- [To do]
Answer these questions from the border article below, one answer per line, numbered to match.
1. Where are the Texas National Guard soldiers waiting in the picture caption?
2. What share of US state attorneys-general have backed Texas?
3. What did Texas begin putting up on its border against the wishes of the Biden administration?

- [Document extract]
Texas and Republican attorneys-general challenge Joe Biden’s federal border policies amid soaring illegal immigration rates.

Texas National Guard soldiers wait at the boat ramp where law enforcement enters the Rio Grande at Shelby Park last Friday. Picture: Getty Images
Texas National Guard soldiers wait at the boat ramp where law enforcement enters the Rio Grande at Shelby Park last Friday. Picture: Getty Images

More than half the attorneys-general of US states have backed Texas in an emerging constitutional crisis over securing the border with Mexico, after Joe Biden said he would “shut down the border right now” if congress gave him the power.

Soaring and unprecedented rates of illegal immigration into the US, including 302,000 last month according to US officials, have prompted a standoff ­between the federal government and Texas after the state began putting up razor wire on its border against the wishes of the Biden administration.

- [Dataset entries]
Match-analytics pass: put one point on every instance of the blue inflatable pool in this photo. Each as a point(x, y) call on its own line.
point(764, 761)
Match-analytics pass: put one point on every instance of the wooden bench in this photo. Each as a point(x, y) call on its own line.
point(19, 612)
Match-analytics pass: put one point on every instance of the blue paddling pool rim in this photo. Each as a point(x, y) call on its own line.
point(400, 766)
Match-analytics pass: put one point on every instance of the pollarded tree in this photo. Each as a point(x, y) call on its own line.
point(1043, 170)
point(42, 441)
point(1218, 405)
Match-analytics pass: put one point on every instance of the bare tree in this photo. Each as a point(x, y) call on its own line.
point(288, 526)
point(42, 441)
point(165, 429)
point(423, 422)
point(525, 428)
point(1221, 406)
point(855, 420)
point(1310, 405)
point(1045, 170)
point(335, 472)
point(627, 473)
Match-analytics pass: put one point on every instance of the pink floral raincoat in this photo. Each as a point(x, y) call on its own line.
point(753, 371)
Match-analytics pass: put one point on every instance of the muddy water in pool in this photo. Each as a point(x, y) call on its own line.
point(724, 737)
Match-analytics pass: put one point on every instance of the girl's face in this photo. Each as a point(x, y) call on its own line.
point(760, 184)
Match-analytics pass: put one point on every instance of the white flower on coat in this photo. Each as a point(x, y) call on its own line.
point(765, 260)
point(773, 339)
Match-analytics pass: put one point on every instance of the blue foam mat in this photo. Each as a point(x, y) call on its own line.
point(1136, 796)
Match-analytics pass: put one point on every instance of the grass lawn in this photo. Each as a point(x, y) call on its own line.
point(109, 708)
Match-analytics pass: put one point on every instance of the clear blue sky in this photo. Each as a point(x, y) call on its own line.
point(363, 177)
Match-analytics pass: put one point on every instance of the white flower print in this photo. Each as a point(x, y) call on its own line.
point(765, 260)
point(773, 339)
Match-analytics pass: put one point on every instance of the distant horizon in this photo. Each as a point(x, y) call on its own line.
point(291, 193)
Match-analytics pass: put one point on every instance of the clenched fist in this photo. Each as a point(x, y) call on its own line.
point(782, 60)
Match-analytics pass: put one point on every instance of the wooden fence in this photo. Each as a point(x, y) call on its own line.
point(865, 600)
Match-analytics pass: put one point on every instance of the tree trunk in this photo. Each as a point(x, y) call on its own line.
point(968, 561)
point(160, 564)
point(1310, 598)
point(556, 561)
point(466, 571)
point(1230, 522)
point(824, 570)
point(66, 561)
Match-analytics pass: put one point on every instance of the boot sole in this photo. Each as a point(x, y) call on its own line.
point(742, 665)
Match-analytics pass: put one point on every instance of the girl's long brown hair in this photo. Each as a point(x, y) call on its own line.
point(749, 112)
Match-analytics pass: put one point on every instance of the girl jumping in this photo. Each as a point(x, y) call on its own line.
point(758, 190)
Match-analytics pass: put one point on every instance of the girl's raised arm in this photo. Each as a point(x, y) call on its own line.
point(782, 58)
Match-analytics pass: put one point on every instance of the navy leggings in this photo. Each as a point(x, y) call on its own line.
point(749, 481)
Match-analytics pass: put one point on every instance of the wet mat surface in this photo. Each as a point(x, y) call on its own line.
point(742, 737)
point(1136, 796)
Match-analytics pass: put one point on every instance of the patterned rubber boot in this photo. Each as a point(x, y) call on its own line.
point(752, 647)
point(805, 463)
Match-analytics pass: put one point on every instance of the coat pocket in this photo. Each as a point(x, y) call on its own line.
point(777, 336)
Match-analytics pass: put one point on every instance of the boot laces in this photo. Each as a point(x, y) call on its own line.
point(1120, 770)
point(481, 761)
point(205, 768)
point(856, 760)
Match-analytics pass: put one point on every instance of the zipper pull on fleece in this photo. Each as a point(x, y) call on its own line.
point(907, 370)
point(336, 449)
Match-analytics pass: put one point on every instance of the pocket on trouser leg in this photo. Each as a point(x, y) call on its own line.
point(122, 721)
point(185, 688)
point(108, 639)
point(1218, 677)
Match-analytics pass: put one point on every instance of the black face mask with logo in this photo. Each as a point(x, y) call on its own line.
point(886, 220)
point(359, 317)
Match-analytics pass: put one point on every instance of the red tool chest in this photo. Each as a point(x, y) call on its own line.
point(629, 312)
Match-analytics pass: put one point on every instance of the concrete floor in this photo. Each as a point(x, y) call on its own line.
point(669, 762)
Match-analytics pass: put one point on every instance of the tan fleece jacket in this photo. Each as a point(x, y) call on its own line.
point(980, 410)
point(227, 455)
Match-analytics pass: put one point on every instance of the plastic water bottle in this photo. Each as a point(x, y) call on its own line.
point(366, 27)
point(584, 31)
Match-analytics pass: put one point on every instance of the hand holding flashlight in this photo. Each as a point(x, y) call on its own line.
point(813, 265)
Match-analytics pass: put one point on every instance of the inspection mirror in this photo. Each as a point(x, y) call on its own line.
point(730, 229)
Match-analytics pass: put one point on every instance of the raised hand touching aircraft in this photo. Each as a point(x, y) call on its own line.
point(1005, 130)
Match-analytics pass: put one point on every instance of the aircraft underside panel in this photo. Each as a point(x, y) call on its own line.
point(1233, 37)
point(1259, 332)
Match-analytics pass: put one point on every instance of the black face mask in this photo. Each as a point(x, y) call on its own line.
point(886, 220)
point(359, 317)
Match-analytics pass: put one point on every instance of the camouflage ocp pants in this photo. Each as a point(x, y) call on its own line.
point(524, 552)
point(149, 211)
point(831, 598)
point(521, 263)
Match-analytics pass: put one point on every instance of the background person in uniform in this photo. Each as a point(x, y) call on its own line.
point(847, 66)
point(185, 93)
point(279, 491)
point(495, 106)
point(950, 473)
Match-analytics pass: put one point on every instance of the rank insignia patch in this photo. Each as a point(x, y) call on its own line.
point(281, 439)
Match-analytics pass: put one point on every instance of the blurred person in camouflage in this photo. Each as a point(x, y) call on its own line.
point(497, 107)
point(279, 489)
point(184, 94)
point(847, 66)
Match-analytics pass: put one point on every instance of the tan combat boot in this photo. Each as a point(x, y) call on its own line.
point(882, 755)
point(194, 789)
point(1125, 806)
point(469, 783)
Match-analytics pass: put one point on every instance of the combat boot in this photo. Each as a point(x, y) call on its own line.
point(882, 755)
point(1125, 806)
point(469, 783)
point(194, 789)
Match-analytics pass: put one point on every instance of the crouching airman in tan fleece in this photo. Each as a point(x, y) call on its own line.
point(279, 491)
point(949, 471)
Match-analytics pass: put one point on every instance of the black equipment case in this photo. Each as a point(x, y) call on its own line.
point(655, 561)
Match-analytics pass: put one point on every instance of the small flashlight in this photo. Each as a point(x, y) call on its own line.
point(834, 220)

- [Written answer]
1. At the boat ramp where law enforcement enters the Rio Grande at Shelby Park.
2. More than half.
3. Razor wire.